- Exercise aim -
Copy the data word for word, from the line with "Query: framed print" up to and including the line with "3 336 L 527".
━━━ Provided records ━━━
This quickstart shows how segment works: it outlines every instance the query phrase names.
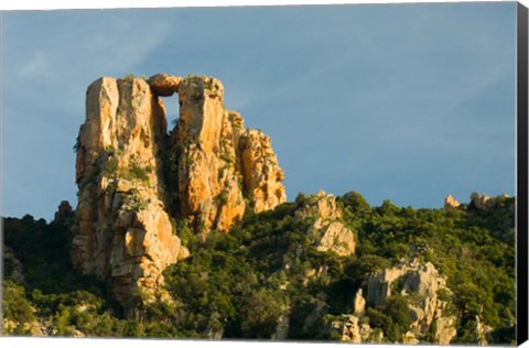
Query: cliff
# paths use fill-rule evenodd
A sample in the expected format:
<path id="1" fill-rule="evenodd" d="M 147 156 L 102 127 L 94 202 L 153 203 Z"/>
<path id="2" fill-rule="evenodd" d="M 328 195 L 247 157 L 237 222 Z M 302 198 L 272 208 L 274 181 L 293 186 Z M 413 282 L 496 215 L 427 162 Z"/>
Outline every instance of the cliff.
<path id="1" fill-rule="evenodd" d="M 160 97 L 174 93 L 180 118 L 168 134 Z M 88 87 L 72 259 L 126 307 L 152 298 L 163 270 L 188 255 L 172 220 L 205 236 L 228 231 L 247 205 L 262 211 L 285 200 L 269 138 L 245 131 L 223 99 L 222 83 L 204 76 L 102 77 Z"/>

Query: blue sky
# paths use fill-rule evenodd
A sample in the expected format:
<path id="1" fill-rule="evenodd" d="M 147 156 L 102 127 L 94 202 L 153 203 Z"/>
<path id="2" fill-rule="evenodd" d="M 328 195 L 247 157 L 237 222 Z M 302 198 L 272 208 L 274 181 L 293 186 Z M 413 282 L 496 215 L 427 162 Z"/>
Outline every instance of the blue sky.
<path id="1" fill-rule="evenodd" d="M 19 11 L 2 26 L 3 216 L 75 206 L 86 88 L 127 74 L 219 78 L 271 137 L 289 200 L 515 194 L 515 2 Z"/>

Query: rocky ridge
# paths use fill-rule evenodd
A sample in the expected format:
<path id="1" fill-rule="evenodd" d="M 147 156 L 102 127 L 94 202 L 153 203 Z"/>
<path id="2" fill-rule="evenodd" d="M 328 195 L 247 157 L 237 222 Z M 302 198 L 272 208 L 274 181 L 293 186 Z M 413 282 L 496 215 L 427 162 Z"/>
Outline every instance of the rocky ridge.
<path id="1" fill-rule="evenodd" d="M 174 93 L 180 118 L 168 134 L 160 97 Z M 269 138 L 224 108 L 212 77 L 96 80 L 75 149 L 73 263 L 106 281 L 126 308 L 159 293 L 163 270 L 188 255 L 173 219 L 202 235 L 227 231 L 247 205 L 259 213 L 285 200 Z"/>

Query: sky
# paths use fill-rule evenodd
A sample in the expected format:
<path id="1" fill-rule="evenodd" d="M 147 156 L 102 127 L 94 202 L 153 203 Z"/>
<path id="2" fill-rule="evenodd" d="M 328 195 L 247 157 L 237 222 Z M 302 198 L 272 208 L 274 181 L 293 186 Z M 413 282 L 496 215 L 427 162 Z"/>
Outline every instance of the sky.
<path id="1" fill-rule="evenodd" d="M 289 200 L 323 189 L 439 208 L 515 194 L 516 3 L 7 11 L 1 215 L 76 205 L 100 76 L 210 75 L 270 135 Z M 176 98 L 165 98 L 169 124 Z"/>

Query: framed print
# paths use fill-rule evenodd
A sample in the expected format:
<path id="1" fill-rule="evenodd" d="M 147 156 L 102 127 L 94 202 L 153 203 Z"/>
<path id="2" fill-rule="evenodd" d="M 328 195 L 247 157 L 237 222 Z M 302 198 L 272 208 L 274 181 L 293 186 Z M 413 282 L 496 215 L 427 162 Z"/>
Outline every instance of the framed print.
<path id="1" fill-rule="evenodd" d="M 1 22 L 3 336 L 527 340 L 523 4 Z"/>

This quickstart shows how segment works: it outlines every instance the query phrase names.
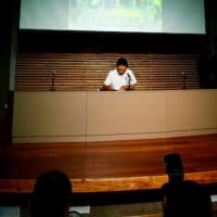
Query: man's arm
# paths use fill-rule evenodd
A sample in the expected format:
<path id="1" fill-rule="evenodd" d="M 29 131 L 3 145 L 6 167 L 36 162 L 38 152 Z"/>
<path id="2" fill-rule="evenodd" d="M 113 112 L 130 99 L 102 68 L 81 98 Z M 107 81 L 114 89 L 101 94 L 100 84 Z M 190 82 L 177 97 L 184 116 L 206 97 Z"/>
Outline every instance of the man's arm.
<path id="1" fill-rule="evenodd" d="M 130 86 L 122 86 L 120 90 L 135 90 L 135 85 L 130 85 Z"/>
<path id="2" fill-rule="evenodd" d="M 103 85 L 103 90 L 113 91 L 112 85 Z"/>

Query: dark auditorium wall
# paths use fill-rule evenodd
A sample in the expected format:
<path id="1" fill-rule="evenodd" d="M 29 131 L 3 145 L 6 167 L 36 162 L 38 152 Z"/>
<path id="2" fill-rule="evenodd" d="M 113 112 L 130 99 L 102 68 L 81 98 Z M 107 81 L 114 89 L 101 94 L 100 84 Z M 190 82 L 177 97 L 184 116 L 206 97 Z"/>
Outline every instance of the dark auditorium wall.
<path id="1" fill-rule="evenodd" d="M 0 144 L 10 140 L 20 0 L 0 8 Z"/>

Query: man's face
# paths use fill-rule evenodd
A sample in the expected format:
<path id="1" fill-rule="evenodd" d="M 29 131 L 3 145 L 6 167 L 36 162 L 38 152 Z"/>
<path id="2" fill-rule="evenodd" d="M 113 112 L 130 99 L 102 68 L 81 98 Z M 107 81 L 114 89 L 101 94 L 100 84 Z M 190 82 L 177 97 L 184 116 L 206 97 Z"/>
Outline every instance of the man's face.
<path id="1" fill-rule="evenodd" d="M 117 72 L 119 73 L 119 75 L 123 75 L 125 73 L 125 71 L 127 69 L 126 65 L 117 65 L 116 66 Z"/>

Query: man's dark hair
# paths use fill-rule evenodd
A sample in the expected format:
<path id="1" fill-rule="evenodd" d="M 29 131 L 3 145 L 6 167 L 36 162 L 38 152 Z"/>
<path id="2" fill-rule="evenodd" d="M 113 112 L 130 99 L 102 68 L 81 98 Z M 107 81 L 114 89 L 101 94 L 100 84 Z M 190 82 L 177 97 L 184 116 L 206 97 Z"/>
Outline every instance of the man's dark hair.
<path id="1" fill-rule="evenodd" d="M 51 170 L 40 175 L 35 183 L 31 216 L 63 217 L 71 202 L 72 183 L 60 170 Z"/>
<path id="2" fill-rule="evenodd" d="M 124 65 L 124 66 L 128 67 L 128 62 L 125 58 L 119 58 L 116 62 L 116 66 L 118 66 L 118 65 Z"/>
━━━
━━━ Provided records ━━━
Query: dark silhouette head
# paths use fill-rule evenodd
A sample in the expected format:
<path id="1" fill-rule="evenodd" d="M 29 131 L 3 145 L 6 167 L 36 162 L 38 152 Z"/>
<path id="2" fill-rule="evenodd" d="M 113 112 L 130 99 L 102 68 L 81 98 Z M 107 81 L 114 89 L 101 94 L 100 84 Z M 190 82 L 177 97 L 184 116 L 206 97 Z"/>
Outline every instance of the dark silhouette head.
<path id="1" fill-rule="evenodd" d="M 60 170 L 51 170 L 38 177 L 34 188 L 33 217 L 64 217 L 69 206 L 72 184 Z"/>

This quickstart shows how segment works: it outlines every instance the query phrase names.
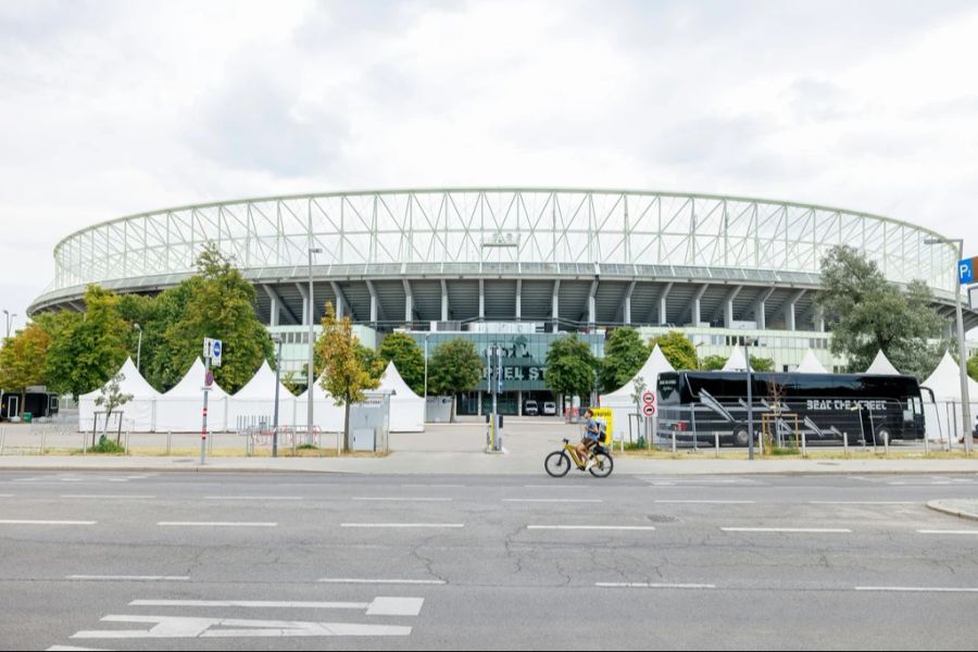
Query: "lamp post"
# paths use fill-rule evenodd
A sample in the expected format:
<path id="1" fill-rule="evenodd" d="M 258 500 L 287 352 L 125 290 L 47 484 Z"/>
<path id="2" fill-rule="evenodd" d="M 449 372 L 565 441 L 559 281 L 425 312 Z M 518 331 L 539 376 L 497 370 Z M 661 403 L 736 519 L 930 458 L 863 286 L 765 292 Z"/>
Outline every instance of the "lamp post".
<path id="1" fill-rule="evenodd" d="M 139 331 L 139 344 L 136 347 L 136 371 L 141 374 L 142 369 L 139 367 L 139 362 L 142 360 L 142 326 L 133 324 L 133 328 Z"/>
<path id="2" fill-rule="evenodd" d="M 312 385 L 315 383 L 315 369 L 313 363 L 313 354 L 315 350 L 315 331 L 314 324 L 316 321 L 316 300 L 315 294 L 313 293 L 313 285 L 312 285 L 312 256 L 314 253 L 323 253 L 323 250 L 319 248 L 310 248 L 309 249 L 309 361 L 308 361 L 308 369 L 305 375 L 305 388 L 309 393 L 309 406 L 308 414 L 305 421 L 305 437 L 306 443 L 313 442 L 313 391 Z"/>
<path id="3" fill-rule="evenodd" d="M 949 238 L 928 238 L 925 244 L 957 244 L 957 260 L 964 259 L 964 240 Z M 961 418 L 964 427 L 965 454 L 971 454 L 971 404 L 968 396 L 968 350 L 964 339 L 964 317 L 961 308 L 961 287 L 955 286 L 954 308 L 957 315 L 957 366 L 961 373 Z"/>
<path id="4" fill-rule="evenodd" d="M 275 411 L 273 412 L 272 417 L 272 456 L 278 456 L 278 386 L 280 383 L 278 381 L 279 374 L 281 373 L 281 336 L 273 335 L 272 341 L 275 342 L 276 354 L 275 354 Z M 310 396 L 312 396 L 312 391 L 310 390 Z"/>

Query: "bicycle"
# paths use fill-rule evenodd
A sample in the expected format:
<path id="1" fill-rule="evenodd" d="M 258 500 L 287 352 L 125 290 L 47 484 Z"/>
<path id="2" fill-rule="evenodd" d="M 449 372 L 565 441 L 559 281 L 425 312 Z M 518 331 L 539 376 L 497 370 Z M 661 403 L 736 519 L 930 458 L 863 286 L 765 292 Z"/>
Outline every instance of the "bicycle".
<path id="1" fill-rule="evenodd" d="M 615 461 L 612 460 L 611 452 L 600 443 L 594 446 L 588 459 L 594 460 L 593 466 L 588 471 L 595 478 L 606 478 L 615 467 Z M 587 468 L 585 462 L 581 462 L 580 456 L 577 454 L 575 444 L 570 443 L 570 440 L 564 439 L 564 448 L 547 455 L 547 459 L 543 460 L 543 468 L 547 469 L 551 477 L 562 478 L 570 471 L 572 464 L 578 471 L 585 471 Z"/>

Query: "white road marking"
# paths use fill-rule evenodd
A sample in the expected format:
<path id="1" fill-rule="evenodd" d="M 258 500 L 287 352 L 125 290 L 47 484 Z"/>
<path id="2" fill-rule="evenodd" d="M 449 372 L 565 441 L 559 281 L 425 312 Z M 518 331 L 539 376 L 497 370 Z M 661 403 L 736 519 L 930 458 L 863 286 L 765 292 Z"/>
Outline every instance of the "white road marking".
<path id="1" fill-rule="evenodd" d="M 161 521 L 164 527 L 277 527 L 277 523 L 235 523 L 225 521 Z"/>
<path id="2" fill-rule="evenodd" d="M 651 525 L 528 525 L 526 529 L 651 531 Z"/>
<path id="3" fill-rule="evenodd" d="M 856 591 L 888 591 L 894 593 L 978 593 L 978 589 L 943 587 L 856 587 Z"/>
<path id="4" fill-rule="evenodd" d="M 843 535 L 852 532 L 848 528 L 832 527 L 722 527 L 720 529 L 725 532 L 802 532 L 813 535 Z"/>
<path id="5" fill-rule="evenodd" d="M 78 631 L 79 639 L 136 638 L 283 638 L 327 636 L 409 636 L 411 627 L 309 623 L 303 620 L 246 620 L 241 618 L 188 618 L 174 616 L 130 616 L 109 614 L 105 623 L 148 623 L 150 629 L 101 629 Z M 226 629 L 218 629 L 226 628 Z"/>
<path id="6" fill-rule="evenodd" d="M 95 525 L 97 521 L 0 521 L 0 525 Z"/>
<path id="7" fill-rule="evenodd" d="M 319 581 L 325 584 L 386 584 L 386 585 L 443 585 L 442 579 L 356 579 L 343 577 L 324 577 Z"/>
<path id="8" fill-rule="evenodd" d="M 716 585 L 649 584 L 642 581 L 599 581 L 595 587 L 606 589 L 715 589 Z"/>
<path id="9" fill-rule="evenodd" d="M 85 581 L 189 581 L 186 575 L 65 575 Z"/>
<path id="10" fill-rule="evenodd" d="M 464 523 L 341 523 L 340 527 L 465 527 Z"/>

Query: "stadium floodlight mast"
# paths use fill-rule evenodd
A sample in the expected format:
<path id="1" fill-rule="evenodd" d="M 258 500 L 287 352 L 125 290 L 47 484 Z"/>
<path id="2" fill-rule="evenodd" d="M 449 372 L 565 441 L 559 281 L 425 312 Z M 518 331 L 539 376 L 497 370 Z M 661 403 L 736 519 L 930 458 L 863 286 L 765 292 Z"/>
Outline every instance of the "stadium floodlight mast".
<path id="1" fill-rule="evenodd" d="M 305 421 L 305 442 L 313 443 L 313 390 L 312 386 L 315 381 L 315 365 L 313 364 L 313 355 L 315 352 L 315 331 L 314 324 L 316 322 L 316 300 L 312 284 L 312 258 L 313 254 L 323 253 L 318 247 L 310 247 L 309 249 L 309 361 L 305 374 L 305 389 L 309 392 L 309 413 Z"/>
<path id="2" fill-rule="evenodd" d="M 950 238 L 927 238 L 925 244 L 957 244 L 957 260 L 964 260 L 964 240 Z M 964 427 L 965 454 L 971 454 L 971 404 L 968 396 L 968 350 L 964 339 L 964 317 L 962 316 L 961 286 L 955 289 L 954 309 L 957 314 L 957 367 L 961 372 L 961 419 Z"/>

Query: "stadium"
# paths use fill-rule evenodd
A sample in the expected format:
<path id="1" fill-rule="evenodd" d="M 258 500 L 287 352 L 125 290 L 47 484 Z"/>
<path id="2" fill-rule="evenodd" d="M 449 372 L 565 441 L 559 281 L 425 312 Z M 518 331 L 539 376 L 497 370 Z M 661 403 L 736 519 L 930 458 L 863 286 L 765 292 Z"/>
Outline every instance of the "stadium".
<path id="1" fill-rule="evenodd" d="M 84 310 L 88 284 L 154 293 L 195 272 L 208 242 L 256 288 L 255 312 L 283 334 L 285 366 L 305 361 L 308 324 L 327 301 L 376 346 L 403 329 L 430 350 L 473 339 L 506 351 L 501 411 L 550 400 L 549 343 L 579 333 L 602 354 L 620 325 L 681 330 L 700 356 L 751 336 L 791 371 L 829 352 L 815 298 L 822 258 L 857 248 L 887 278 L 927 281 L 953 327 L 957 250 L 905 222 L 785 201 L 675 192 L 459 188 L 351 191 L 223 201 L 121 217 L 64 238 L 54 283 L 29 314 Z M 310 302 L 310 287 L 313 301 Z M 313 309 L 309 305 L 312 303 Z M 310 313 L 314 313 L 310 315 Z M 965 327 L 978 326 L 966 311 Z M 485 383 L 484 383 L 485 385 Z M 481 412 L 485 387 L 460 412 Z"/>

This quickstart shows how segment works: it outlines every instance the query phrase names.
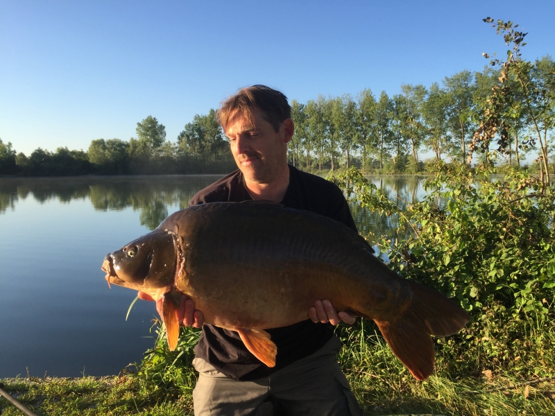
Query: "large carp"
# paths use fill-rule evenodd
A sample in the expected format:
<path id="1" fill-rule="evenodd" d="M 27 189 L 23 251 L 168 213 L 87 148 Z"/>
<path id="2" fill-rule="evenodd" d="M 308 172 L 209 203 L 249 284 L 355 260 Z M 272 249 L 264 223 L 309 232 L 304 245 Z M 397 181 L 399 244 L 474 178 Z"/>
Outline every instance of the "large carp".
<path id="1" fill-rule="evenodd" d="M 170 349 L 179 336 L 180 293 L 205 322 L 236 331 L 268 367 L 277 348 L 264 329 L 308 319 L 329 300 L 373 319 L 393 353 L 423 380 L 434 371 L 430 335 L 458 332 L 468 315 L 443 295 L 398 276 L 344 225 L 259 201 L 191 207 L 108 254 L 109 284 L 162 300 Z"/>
━━━
- Full response -
Query: framed print
# paths use fill-rule evenodd
A sample in the expected format:
<path id="1" fill-rule="evenodd" d="M 147 156 L 102 127 L 94 202 L 153 203 Z"/>
<path id="2" fill-rule="evenodd" d="M 328 195 L 247 157 L 237 222 Z M 302 198 L 272 208 L 274 181 L 293 186 Z M 413 282 L 496 215 L 427 162 Z"/>
Outline every instance of the framed print.
<path id="1" fill-rule="evenodd" d="M 1 22 L 3 336 L 527 340 L 523 4 Z"/>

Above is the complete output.